Coordinate annotation items:
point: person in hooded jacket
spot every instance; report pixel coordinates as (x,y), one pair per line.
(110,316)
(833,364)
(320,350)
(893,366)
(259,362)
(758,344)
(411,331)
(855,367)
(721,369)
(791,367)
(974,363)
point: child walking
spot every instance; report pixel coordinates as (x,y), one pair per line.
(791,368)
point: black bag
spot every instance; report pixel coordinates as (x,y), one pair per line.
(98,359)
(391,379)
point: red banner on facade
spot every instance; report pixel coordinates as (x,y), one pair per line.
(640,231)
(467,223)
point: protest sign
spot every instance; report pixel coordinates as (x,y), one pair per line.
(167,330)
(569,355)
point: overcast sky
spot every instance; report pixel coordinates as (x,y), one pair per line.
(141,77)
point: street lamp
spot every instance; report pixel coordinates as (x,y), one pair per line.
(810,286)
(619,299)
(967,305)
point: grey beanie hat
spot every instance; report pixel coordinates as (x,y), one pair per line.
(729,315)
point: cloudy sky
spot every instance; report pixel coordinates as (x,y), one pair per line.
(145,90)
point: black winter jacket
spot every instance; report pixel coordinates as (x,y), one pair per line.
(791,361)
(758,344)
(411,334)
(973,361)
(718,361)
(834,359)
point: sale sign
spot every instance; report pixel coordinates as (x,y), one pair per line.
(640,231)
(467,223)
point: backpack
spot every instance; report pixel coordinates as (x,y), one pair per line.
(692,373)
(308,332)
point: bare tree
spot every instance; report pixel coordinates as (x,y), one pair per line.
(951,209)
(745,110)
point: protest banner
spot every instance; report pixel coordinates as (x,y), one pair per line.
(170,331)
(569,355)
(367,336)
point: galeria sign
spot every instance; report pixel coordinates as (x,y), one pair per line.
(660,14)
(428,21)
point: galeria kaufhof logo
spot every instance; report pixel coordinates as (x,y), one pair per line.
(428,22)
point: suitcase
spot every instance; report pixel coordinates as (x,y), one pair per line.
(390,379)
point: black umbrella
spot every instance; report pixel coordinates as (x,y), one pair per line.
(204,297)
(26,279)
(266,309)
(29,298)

> _Exercise details_:
Copy out the stretch from the line containing "point: protest banner" through the last line of the items without changing anything.

> _Response_:
point: protest banner
spot every instance; report pixel coordinates as (x,y), one pair per line.
(170,331)
(569,355)
(367,336)
point: galeria sign
spot every instance; report pixel coordinates as (x,y), one pair per line.
(660,14)
(428,21)
point: galeria kaufhof logo
spot every instance; report pixel coordinates as (x,y), one pair per line.
(428,22)
point: suitcase
spot every instance; report pixel coordinates as (x,y), one pair per line.
(390,379)
point: black umbrella
spot every instance; report pixel coordinates as (x,y), one pair per line.
(204,297)
(26,279)
(266,309)
(29,298)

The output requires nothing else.